- _WORK REQUIRED_
List as a numbered sequence the lines of the records below, running from the line that contains "899, row 54." through the line that contains "column 57, row 1032", inclusive, with any blank lines omitted.

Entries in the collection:
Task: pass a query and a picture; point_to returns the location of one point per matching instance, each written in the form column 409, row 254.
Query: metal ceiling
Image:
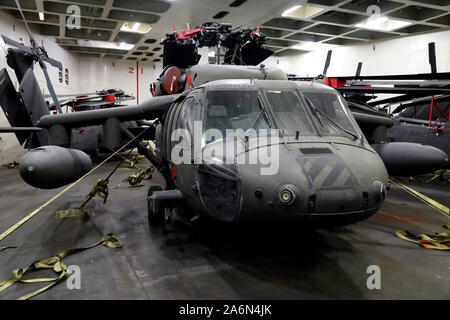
column 102, row 19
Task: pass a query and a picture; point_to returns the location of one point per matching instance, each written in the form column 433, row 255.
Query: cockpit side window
column 333, row 106
column 231, row 110
column 187, row 115
column 289, row 113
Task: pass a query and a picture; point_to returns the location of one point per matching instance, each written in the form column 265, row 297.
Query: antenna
column 432, row 56
column 358, row 70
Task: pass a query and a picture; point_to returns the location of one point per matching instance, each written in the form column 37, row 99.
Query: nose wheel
column 155, row 215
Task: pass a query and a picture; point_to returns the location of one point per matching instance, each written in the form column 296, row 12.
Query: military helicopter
column 425, row 142
column 252, row 149
column 24, row 108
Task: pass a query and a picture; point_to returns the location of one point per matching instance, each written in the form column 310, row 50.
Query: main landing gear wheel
column 155, row 217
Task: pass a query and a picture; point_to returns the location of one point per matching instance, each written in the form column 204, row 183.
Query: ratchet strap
column 32, row 214
column 56, row 264
column 438, row 241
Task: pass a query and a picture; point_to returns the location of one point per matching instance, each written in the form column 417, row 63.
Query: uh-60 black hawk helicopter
column 24, row 108
column 321, row 170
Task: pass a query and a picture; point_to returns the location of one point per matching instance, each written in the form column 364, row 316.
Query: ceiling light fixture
column 312, row 46
column 105, row 45
column 136, row 27
column 301, row 12
column 382, row 23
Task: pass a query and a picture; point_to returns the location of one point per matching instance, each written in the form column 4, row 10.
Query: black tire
column 155, row 218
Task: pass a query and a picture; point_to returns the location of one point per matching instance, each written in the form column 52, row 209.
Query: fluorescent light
column 136, row 27
column 288, row 11
column 105, row 44
column 312, row 46
column 382, row 23
column 301, row 12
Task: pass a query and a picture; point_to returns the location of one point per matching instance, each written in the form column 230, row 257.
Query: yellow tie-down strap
column 434, row 204
column 56, row 264
column 43, row 206
column 74, row 213
column 438, row 241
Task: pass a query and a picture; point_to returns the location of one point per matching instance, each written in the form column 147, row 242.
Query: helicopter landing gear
column 155, row 215
column 159, row 201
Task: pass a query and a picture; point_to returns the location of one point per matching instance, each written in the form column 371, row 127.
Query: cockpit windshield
column 232, row 109
column 289, row 112
column 336, row 119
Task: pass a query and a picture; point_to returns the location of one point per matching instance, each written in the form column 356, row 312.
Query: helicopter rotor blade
column 54, row 63
column 50, row 86
column 16, row 44
column 25, row 21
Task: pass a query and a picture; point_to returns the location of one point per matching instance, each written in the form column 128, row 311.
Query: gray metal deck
column 179, row 263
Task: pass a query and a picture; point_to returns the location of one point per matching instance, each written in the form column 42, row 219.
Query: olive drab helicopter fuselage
column 324, row 176
column 321, row 171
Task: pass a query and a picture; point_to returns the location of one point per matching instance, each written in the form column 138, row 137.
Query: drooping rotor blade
column 54, row 63
column 327, row 62
column 19, row 129
column 16, row 44
column 50, row 86
column 25, row 21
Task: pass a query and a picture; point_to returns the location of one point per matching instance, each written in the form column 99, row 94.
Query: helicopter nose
column 321, row 182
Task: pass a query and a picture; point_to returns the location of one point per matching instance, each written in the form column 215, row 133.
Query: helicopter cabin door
column 182, row 143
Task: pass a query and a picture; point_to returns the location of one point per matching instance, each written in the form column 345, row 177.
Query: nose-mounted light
column 286, row 195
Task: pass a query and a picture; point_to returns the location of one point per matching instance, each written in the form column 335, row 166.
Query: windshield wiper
column 258, row 119
column 337, row 125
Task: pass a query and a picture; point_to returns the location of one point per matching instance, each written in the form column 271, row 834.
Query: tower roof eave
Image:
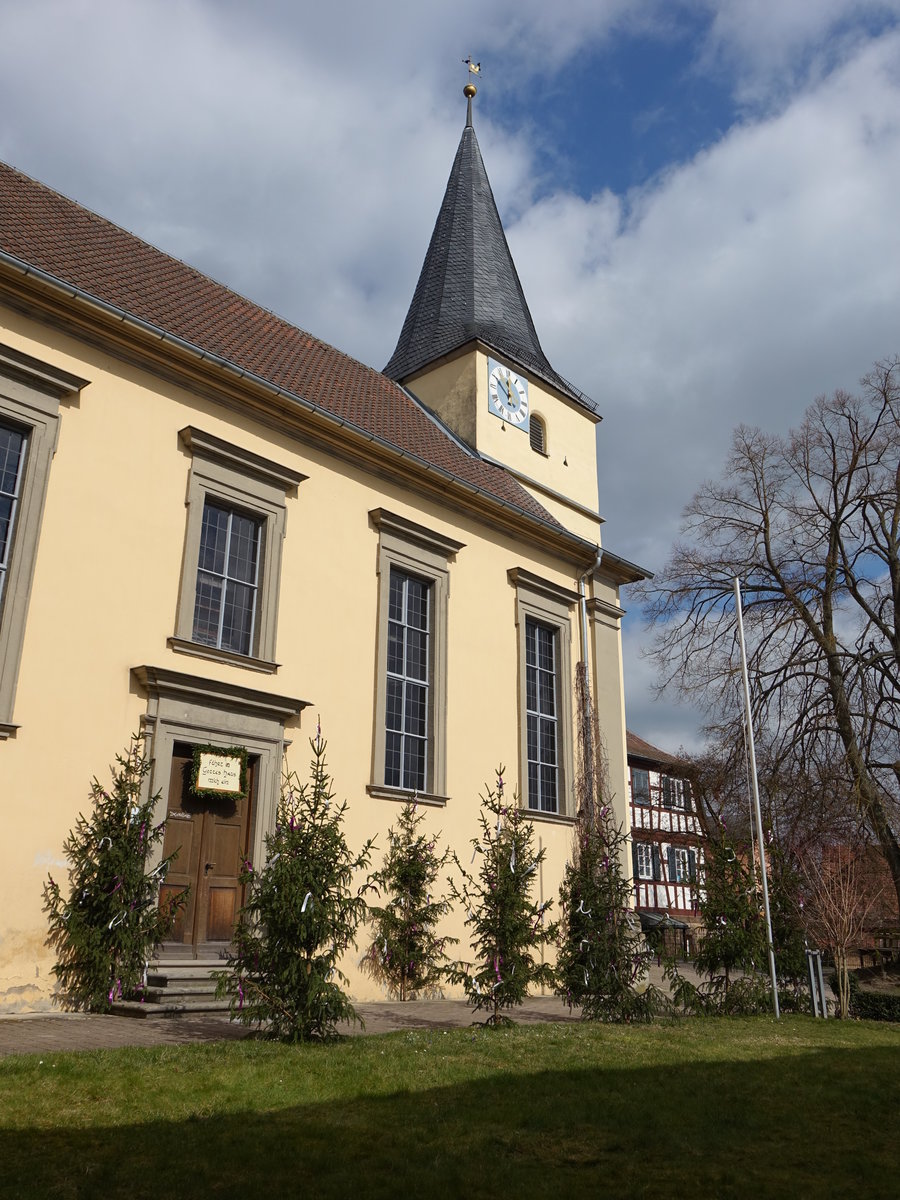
column 468, row 287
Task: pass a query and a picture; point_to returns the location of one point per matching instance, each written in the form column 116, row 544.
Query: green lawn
column 700, row 1108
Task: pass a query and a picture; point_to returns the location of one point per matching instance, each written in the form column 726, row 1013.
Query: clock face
column 507, row 394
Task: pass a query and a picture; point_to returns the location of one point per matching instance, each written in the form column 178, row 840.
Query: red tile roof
column 54, row 234
column 640, row 749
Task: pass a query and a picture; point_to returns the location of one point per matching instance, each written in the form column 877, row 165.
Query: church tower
column 469, row 351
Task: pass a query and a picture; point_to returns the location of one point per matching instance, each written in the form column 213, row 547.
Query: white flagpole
column 760, row 839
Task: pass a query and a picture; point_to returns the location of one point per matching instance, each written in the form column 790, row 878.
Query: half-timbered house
column 666, row 845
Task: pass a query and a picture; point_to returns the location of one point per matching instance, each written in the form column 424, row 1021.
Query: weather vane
column 474, row 70
column 471, row 89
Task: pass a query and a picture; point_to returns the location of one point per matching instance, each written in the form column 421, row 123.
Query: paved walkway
column 55, row 1032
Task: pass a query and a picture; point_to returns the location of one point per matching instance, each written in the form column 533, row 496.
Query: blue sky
column 700, row 195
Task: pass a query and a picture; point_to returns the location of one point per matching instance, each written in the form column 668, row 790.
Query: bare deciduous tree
column 840, row 898
column 810, row 523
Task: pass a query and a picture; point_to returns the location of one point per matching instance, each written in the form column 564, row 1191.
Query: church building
column 216, row 529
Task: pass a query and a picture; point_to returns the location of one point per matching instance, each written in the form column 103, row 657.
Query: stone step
column 181, row 981
column 179, row 995
column 150, row 1011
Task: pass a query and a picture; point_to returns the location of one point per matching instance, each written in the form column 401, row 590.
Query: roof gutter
column 71, row 291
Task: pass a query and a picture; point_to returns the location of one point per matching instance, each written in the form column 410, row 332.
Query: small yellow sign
column 219, row 773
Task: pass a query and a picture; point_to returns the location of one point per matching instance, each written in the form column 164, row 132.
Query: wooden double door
column 210, row 837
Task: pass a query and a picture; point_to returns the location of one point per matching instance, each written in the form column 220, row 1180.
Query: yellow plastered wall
column 457, row 390
column 105, row 598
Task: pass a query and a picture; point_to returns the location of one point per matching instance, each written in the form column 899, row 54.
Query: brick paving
column 57, row 1032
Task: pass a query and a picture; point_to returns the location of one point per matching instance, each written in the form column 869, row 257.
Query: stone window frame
column 30, row 396
column 418, row 551
column 551, row 605
column 247, row 483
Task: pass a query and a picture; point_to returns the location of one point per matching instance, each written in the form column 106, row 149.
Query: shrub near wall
column 873, row 1006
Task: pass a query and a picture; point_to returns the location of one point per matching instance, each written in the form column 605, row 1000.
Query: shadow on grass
column 814, row 1125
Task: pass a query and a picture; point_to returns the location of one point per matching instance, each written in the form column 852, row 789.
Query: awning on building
column 657, row 921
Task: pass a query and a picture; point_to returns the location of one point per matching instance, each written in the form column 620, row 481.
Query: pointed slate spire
column 468, row 287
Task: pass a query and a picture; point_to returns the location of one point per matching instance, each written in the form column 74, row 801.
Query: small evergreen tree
column 507, row 925
column 301, row 913
column 603, row 958
column 109, row 924
column 406, row 954
column 787, row 929
column 735, row 929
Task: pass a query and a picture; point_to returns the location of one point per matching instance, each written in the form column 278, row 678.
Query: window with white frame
column 544, row 625
column 411, row 658
column 237, row 516
column 640, row 786
column 408, row 684
column 12, row 461
column 682, row 864
column 30, row 396
column 643, row 859
column 227, row 579
column 541, row 715
column 676, row 793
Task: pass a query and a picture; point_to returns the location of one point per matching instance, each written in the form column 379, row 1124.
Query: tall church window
column 227, row 580
column 237, row 516
column 411, row 659
column 31, row 393
column 408, row 701
column 12, row 459
column 541, row 717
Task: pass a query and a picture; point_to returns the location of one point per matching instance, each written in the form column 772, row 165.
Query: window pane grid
column 407, row 701
column 227, row 580
column 541, row 717
column 12, row 456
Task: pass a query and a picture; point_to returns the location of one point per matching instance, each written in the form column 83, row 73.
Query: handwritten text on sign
column 219, row 773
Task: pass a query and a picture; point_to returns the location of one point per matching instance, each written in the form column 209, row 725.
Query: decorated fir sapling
column 603, row 960
column 603, row 957
column 407, row 954
column 508, row 929
column 301, row 913
column 108, row 924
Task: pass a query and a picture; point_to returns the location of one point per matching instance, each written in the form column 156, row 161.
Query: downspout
column 587, row 725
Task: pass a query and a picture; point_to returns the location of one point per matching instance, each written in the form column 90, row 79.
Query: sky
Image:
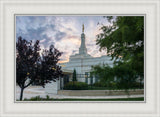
column 64, row 32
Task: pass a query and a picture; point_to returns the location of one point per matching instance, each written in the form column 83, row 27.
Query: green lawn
column 117, row 99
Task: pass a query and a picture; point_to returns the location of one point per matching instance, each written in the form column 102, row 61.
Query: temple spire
column 83, row 49
column 83, row 28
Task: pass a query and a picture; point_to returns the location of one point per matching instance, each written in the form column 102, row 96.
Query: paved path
column 33, row 91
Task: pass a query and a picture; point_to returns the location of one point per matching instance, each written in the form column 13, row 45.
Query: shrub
column 76, row 86
column 99, row 84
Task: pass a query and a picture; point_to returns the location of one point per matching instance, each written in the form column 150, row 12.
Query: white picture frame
column 9, row 8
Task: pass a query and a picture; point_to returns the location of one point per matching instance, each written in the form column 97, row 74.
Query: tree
column 27, row 56
column 32, row 68
column 74, row 75
column 124, row 41
column 105, row 73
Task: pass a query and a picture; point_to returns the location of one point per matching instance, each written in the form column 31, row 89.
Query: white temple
column 82, row 63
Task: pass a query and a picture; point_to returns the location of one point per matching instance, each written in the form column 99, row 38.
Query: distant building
column 82, row 63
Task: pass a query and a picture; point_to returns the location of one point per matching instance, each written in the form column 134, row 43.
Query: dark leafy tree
column 124, row 41
column 105, row 73
column 74, row 75
column 27, row 56
column 33, row 68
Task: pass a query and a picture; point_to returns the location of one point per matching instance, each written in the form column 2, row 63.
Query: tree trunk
column 21, row 96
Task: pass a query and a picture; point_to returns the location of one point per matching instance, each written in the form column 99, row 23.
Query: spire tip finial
column 83, row 28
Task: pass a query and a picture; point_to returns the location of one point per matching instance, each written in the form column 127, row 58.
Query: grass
column 38, row 98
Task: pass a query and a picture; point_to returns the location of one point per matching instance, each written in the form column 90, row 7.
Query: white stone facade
column 82, row 62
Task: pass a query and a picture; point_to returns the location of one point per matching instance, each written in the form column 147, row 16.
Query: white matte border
column 148, row 7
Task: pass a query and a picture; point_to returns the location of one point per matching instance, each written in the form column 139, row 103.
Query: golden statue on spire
column 83, row 28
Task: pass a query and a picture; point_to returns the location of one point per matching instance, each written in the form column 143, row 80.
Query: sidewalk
column 34, row 91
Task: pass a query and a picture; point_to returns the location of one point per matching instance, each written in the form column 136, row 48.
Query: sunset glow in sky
column 64, row 32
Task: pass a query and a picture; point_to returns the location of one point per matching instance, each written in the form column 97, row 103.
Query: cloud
column 64, row 32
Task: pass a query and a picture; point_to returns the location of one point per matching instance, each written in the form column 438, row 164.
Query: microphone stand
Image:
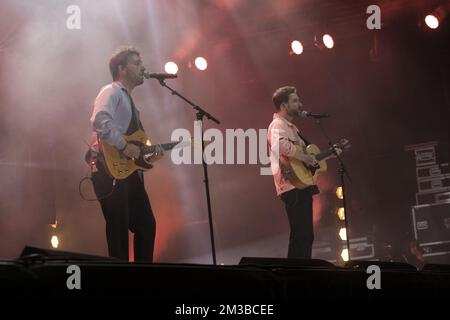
column 343, row 172
column 199, row 116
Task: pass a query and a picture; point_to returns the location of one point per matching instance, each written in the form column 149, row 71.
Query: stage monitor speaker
column 384, row 265
column 432, row 267
column 285, row 263
column 33, row 253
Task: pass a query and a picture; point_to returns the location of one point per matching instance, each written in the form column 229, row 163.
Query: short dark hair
column 120, row 58
column 282, row 95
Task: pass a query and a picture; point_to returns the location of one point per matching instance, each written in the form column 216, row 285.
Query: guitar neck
column 165, row 146
column 324, row 154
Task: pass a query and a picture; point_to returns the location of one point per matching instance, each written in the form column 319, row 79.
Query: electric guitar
column 120, row 166
column 302, row 175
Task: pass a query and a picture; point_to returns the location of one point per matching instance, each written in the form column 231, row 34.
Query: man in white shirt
column 125, row 204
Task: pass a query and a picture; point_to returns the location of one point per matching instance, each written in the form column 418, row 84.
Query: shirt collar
column 277, row 116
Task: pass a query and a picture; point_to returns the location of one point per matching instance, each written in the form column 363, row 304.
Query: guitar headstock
column 343, row 144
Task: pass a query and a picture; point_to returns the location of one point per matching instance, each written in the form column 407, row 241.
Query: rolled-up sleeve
column 105, row 107
column 279, row 140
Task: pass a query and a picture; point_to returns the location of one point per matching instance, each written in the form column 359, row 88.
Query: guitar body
column 118, row 165
column 300, row 174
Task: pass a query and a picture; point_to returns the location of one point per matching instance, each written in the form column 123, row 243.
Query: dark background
column 385, row 89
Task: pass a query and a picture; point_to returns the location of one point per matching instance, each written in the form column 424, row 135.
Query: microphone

- _WORKED SOLUTION_
1. Task: pass a query and a picture; point_to returns the location of one point per matching instance, each written in the form column 899, row 54.
2. Query: brick paving
3. column 57, row 1032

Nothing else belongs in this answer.